• **Aim A**
Add -22 to every coordinate in the answers of the rows from the line holding "Point out the blue" through the line holding "[(152, 306), (690, 578)]", inclusive. Write out only those lines again in full, keeping everything else unchanged.

• **Quoted text**
= = = =
When sharing data from research based upon human subjects, confidentiality is very important.

  • Researchers who plan to deposit research data collected from human subjects must ensure that those plans are included in their research ethics application.
  • Research that includes the collection of sensitive data such as some health research, must ensure that privacy considerations are respected, and that confidentiality extends to data deposit.
  • Informed consent documents should include a provision for data sharing.
  • Prior to undertaking the research, determine if the data will need to be de-identified or anonymized. This task can be time consuming, may affect the research project timelines, and may affect the budget.
  • Choosing a repository for the data should be informed by the type of confidentiality review and access control options offered by the repositories under consideration.

Data Citation is a standardized method for secondary users to cite data. Researchers are encouraged to both cite the data of other researchers and to create data citations for their own datasets to increase the likelihood that their own data will be cited.
= = = =
• **Point annotations**
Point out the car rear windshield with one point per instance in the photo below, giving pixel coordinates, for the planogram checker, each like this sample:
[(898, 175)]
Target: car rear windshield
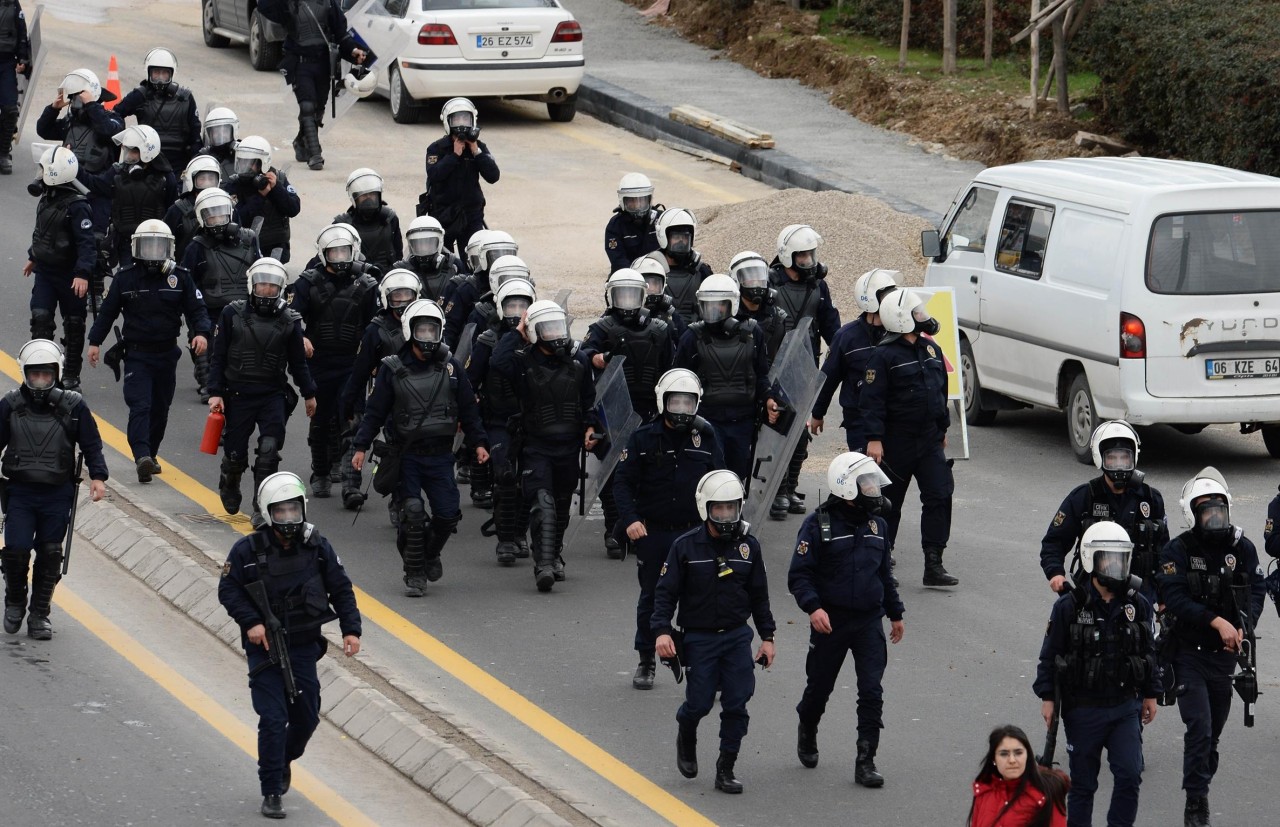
[(1215, 254)]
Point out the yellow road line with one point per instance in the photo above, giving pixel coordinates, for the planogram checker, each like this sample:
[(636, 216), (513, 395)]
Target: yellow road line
[(199, 702), (488, 686)]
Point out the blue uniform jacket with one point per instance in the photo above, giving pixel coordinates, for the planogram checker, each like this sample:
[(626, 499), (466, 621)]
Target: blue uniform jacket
[(152, 306), (690, 578)]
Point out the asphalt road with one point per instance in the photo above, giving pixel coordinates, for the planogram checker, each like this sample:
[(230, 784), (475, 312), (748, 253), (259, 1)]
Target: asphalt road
[(497, 657)]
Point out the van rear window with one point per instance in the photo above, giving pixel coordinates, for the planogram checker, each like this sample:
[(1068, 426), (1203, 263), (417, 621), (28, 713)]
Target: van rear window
[(1215, 254)]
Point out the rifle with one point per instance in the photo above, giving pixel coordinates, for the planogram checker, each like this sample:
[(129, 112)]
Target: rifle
[(277, 638), (71, 517)]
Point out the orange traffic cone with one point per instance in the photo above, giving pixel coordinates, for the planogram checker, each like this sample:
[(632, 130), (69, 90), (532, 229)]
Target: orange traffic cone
[(113, 83)]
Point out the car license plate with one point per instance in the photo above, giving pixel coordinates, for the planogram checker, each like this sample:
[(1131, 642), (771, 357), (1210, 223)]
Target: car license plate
[(1261, 368), (503, 41)]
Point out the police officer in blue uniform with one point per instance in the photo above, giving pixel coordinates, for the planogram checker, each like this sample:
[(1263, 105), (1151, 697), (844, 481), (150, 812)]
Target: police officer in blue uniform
[(426, 394), (306, 586), (714, 574), (311, 27), (154, 295), (905, 417), (40, 426), (167, 106), (850, 350), (1098, 658), (256, 338), (1211, 581), (62, 256), (1119, 494), (840, 578), (656, 485)]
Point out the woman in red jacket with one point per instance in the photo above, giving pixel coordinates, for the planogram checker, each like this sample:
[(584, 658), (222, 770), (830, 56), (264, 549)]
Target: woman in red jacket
[(1011, 790)]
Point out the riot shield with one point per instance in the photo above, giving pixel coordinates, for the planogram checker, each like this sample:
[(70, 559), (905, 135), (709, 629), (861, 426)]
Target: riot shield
[(794, 382)]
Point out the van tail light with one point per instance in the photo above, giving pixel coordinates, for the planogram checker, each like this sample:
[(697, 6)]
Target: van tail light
[(1133, 337), (567, 32), (435, 35)]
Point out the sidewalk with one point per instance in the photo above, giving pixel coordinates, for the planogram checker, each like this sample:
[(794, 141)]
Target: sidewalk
[(639, 71)]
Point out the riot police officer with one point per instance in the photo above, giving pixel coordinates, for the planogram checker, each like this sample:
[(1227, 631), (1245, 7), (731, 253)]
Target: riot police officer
[(557, 400), (1098, 661), (426, 394), (905, 417), (62, 256), (336, 306), (1119, 494), (1211, 584), (714, 574), (154, 295), (255, 339), (264, 191), (730, 359), (218, 259), (375, 222), (311, 27), (656, 490), (305, 586), (40, 426), (846, 360), (685, 266), (167, 106), (14, 60), (455, 165), (841, 579), (630, 233)]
= = = =
• **Aim B**
Extract the text on research data confidentiality and data citation word for word.

• **Full response A**
Point out the blue uniform jacket with one point per instance in the photo above, giving pixel coordinates, for the planogram checker, each like this sample:
[(626, 499), (466, 621)]
Target: blue uniform jacket
[(130, 284), (668, 556)]

• **Full response B**
When sharing data from research based upon human subjects, confidentiality is very important.

  • Researchers who plan to deposit research data collected from human subjects must ensure that those plans are included in their research ethics application.
  • Research that includes the collection of sensitive data such as some health research, must ensure that privacy considerations are respected, and that confidentiality extends to data deposit.
  • Informed consent documents should include a provision for data sharing.
  • Prior to undertaking the research, determine if the data will need to be de-identified or anonymized. This task can be time consuming, may affect the research project timelines, and may affect the budget.
  • Choosing a repository for the data should be informed by the type of confidentiality review and access control options offered by the repositories under consideration.

Data Citation is a standardized method for secondary users to cite data. Researchers are encouraged to both cite the data of other researchers and to create data citations for their own datasets to increase the likelihood that their own data will be cited.